### EXERCISE
Convert every line of the entries below into a JSON list of strings, one string per line, leaving out blank lines.
--- BEGIN ---
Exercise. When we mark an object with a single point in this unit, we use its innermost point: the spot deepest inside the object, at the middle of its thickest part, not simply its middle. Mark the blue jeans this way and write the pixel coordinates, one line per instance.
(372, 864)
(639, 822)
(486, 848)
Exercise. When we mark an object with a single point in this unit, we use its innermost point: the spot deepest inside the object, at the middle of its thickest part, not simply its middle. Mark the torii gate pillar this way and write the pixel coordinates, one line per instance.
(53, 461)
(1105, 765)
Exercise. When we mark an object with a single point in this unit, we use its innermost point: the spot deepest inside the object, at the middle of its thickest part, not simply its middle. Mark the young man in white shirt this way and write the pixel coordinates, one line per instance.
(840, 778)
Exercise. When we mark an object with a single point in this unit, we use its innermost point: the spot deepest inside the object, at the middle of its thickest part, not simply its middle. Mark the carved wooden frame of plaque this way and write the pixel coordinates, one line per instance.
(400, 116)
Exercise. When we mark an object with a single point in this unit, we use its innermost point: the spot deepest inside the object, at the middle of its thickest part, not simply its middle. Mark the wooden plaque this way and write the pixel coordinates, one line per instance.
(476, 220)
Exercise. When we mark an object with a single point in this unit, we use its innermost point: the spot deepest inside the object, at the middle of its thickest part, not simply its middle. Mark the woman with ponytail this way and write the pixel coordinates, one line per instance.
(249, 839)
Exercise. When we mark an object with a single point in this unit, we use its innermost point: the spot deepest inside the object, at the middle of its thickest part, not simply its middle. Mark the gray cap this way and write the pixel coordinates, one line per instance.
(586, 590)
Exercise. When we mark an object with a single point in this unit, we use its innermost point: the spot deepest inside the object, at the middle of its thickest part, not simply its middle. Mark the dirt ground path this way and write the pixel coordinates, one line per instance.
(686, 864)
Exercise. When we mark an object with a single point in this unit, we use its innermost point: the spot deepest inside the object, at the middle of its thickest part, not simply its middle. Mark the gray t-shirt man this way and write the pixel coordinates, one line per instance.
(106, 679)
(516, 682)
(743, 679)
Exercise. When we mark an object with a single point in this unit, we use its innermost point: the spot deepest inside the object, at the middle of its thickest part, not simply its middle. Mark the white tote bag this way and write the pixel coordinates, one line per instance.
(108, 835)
--- END ---
### FINISHED ANSWER
[
  "Exercise. When we mark an object with a single point in this unit, we use its innermost point: the spot deepest inside the object, at the middle of its thickest part, not simply its middle. Mark the blue jeans this way and write the pixel coordinates, one line per instance.",
  "(372, 864)",
  "(639, 822)",
  "(486, 848)",
  "Exercise. When we mark an object with a single point in this unit, we use its innermost point: the spot deepest inside the object, at the middle of its thickest part, not simply its middle. Mark the torii gate pillar this way and write the pixel coordinates, one line per instance.",
  "(53, 461)",
  "(1105, 765)",
  "Exercise. When we mark an object with a single point in this unit, we use its innermost point: the spot deepest inside the object, at the middle of its thickest part, not simply its middle. Mark the young man in white shirt this way and write the pixel coordinates, one line per instance.",
  "(840, 778)",
  "Exercise. When we mark an object with a single point in this unit, we use its innermost point: the spot deepest inside the object, at the middle of its thickest part, not simply its middle. Mark the carved wooden frame of plaque this way and write the pixel coordinates, one line per instance.",
  "(400, 116)",
  "Exercise. When we mark an object with a single point in this unit, we use its innermost point: the spot deepest inside the object, at the middle of its thickest part, not simply its middle. Mark the wooden plaque this way and write the pixel coordinates, one line per instance.",
  "(476, 220)",
  "Exercise. When we mark an object with a single point in this unit, we use its innermost point: the spot deepest inside the object, at the middle of its thickest part, not simply its middle. Mark the woman with ponytail this way and write the pixel coordinates, one line per instance.",
  "(249, 839)",
  "Exercise. When we mark an object with a single point in this unit, we use its innermost point: the spot deepest inside the object, at the middle of its thickest part, not simply its middle. Mark the gray cap this way and write the pixel coordinates, one line per instance.",
  "(586, 590)",
  "Exercise. When we mark an object with a single point in this unit, we use its innermost point: the spot deepest inside the object, at the middle of its thickest part, not simply its middle. Mark the dirt ground path this way and write the pixel coordinates, one line per instance.",
  "(686, 864)",
  "Exercise. When we mark an object with a single point in this unit, we use its innermost point: the spot deepest inside the object, at the middle of its thickest part, not simply its middle. Mark the gray t-shirt man this way and write the pixel coordinates, one line per instance.",
  "(106, 679)",
  "(516, 682)",
  "(743, 679)",
  "Exercise. When we mark an object with a single point in this unit, we use its innermost point: the spot deepest inside the object, at the middle of its thickest part, not simply its middle. Mark the white tote bag this way and write the pixel coordinates, one line per instance.",
  "(108, 835)"
]